▸ **Work instructions**: Scale the records by 0.5, starting at the line that has "Draw the outline of every instance of the <item>shirt" and stopping after the line that has "648], [151, 651]]". Copy every line in that span, including the requests. Multiply only the coordinates in the answers, and round each to a whole number, with halves rounding up. Return only those lines.

Outline items for labeled areas:
══════

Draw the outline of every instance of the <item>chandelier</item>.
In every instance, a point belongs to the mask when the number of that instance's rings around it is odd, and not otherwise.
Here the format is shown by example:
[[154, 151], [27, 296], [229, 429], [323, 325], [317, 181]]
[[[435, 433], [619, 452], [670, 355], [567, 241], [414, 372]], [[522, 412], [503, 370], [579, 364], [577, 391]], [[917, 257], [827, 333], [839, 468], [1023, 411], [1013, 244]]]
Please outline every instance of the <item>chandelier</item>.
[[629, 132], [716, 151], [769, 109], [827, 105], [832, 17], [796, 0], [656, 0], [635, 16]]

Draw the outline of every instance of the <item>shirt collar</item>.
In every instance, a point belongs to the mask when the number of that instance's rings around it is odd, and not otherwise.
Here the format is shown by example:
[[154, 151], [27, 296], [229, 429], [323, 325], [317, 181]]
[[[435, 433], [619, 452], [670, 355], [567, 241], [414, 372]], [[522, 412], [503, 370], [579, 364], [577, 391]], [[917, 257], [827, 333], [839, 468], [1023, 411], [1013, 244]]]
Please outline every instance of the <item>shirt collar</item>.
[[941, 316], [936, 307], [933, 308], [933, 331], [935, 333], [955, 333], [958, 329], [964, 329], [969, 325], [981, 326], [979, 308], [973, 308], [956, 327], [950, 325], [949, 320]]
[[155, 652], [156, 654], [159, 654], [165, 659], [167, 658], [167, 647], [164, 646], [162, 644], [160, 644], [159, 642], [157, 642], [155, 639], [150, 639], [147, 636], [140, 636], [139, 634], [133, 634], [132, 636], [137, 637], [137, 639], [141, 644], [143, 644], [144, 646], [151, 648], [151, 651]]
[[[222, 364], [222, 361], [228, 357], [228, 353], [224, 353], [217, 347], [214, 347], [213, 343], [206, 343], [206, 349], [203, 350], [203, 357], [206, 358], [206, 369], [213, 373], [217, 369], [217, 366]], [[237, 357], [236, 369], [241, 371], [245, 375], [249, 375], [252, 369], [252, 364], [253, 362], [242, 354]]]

══════

▸ **Solution to this problem**:
Draw the outline of every instance of the <item>shirt collar</item>.
In every instance, a point belongs to the mask when the number of that instance's rings around it is odd, and not otherwise.
Here the format is shown by example:
[[154, 151], [27, 296], [229, 429], [323, 325], [317, 181]]
[[[435, 433], [619, 452], [670, 355], [567, 241], [414, 372]], [[522, 412], [503, 370], [579, 364], [577, 391]], [[917, 257], [827, 333], [839, 468], [1023, 411], [1013, 244]]]
Please outline every instance of the <item>shirt collar</item>.
[[471, 158], [468, 154], [467, 154], [467, 166], [468, 167], [478, 167], [479, 165], [482, 165], [485, 163], [491, 163], [490, 154], [487, 154], [478, 164], [475, 163], [475, 160]]
[[78, 326], [78, 327], [80, 327], [83, 330], [84, 329], [84, 324], [82, 323], [81, 322], [80, 322], [80, 321], [79, 321], [78, 320], [75, 320], [74, 318], [70, 318], [70, 317], [67, 317], [66, 318], [69, 319], [69, 320], [71, 322], [72, 322], [72, 323], [76, 324], [76, 326]]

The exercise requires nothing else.